▶ Text passage
Add GIMPLE switch support to loop unswitching

This patch adds support to unswitch loops with switch statements
based on invariant index.  It furthermore reworks the cost model
to allow an overall budget of statements to be created per original
loop by all unswitching opportunities in the loop.  Compared to
the original all unswitching opportunities in a loop are
pre-evaluated before the first transform which will allow future
changes to select the most profitable candidates first.

To efficiently support switch statements the pass now uses
ranger to simplify switch statements and conditions in loop
copies based on ranges extracted from the recorded set of
predicates unswitched.

gcc/ChangeLog:

	* dbgcnt.def (DEBUG_COUNTER): Add loop_unswitch counter.
	* params.opt (max-unswitch-level): Remove.
	* doc/invoke.texi (max-unswitch-level): Likewise.
	* tree-cfg.cc (gimple_lv_add_condition_to_bb): Support not
	gimplified expressions.
	* tree-ssa-loop-unswitch.cc (struct unswitch_predicate): New.
	(tree_may_unswitch_on): Rename to ...
	(find_unswitching_predicates_for_bb): ... this and handle
	switch statements.
	(get_predicates_for_bb): Likewise.
	(set_predicates_for_bb): Likewise.
	(init_loop_unswitch_info): Likewise.
	(tree_ssa_unswitch_loops): Prepare stuff before calling
	tree_unswitch_single_loop.
	(tree_unswitch_single_loop): Rework the function using
	pre-computed predicates and with a per original loop cost model.
	(merge_last): New.
	(add_predicate_to_path): Likewise.
	(find_range_for_lhs): Likewise.
	(simplify_using_entry_checks): Rename to ...
	(evaluate_control_stmt_using_entry_checks): ... this, handle
	switch statements and improve simplifications using ranger.
	(simplify_loop_version): Rework using
	evaluate_control_stmt_using_entry_checks.
	(evaluate_bbs): New.
	(evaluate_loop_insns_for_predicate): Likewise.
	(tree_unswitch_loop): Adjust to allow switch statements and
	pass in the edge to unswitch.
	(clean_up_after_unswitching): New.
	(pass_tree_unswitch::execute): Pass down fun.

gcc/testsuite/ChangeLog:

	* gcc.dg/loop-unswitch-7.c: New test.
	* gcc.dg/loop-unswitch-8.c: New test.
	* gcc.dg/loop-unswitch-9.c: New test.
	* gcc.dg/loop-unswitch-10.c: New test.
	* gcc.dg/loop-unswitch-11.c: New test.
	* gcc.dg/loop-unswitch-12.c: New test.
	* gcc.dg/loop-unswitch-13.c: New test.

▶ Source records
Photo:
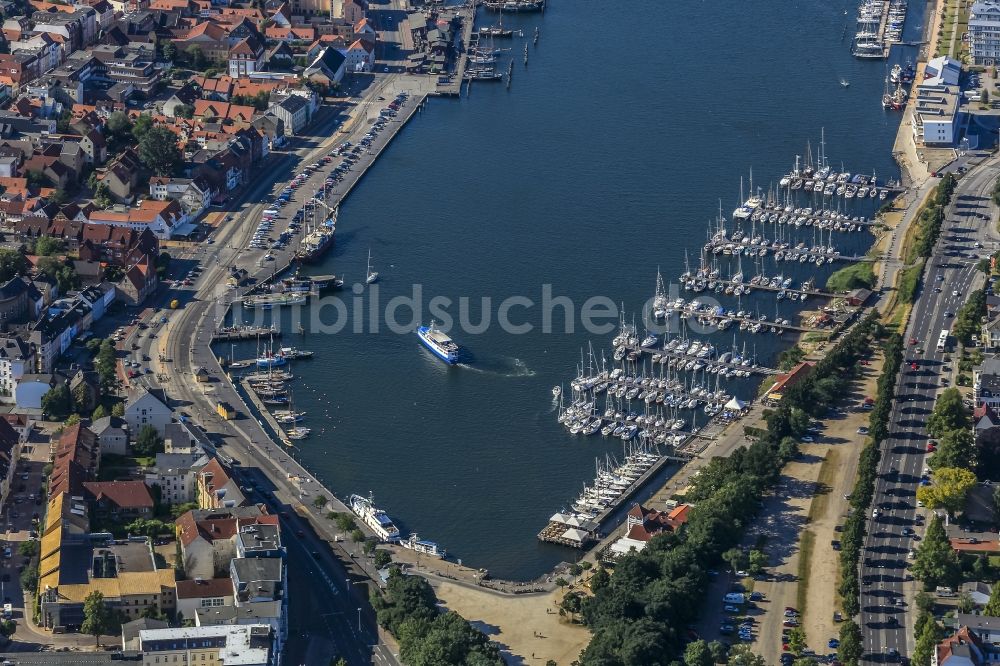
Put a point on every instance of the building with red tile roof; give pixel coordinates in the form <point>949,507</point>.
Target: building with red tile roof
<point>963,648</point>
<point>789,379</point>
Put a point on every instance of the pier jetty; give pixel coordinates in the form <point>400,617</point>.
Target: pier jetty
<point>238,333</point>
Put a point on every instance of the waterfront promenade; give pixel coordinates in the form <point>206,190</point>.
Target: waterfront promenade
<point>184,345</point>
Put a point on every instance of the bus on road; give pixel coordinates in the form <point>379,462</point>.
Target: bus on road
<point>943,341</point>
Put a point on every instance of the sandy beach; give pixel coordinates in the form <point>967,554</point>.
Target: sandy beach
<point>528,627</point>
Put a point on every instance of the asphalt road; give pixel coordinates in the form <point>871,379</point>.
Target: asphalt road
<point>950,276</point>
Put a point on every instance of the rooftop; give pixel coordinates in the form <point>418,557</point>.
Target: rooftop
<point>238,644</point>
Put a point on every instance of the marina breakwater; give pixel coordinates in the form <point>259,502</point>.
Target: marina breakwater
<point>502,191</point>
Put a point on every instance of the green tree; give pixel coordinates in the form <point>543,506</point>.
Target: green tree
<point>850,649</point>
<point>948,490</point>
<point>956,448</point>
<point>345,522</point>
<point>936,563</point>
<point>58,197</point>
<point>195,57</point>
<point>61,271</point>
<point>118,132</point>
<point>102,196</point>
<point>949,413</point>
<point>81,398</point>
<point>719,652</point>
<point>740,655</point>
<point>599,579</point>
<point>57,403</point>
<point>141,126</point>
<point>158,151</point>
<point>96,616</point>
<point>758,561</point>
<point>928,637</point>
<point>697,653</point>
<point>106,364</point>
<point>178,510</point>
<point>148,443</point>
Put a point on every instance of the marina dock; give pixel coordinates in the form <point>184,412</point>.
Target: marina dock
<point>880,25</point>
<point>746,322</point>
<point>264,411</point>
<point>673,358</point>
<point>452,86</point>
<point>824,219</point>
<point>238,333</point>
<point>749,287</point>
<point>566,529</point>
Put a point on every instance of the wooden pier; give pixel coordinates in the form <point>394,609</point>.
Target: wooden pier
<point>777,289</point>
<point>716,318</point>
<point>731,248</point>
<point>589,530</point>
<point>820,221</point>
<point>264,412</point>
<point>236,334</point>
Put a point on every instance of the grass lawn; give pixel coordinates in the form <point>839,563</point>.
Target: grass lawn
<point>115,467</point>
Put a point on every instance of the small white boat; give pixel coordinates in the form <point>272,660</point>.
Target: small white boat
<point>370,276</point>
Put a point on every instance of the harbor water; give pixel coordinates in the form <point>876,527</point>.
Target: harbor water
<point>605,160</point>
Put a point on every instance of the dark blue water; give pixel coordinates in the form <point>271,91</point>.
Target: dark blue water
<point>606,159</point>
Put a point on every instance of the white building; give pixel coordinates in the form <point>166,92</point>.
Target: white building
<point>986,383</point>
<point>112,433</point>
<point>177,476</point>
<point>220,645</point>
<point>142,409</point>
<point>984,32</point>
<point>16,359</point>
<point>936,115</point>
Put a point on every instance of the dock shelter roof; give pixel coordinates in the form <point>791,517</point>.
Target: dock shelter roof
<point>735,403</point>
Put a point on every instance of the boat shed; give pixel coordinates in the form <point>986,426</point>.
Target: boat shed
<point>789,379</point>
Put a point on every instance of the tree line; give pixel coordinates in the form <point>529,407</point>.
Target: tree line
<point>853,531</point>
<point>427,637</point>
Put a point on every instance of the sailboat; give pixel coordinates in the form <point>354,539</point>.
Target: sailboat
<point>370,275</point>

▶ Set tasks
1 – Answer these questions about the loop unswitching patch:
(a) What does the pass now use to simplify switch statements and conditions in loop copies?
(b) Which option does the patch remove from params.opt?
(c) What is tree_may_unswitch_on renamed to?
2 – List every test file that the loop unswitching patch adds to the testsuite.
3 – Pick up the loop unswitching patch description after its final line and continue it.

▶ Responses to the tasks
1 –
(a) Ranger
(b) max-unswitch-level
(c) find_unswitching_predicates_for_bb

2 –
gcc.dg/loop-unswitch-7.c
gcc.dg/loop-unswitch-8.c
gcc.dg/loop-unswitch-9.c
gcc.dg/loop-unswitch-10.c
gcc.dg/loop-unswitch-11.c
gcc.dg/loop-unswitch-12.c
gcc.dg/loop-unswitch-13.c

3 –
	* gcc.dg/loop-unswitch-14.c: New test.
	* gcc.dg/loop-unswitch-15.c: New test.
	* gcc.dg/loop-unswitch-16.c: New test.
	* gcc.dg/loop-unswitch-17.c: New test.
	* gcc.dg/torture/20220518-1.c: New test.
	* gcc.dg/torture/20220518-2.c: New test.
	* gcc.dg/torture/20220525-1.c: New test.
	* gcc.dg/alias-10.c: Adjust.
	* gcc.dg/tree-ssa/loop-6.c: Likewise.
	* gcc.dg/loop-unswitch-1.c: Likewise.

Co-authored-by: Richard Biener  <rguenther@suse.de>
This commit is contained in:
Martin Liska 2021-11-22 13:54:20 +01:00 committed by Richard Biener
parent 0d344b5576
commit a1c9f779f7
22 changed files with 1328 additions and 292 deletions

View File

@ -187,6 +187,7 @@ DEBUG_COUNTER (ira_move)
DEBUG_COUNTER (ivopts_loop)
DEBUG_COUNTER (lim)
DEBUG_COUNTER (local_alloc_for_sched)
DEBUG_COUNTER (loop_unswitch)
DEBUG_COUNTER (match)
DEBUG_COUNTER (merged_ipa_icf)
DEBUG_COUNTER (phiopt_edge_range)

View File

@ -14204,9 +14204,6 @@ The maximum depth of a loop nest suitable for complete peeling.
@item max-unswitch-insns
The maximum number of insns of an unswitched loop.
@item max-unswitch-level
The maximum number of branches unswitched in a single loop.
@item lim-expensive
The minimum cost of an expensive expression in the loop invariant motion.

View File

@ -745,10 +745,6 @@ The maximum number of instructions to consider to unroll in a loop.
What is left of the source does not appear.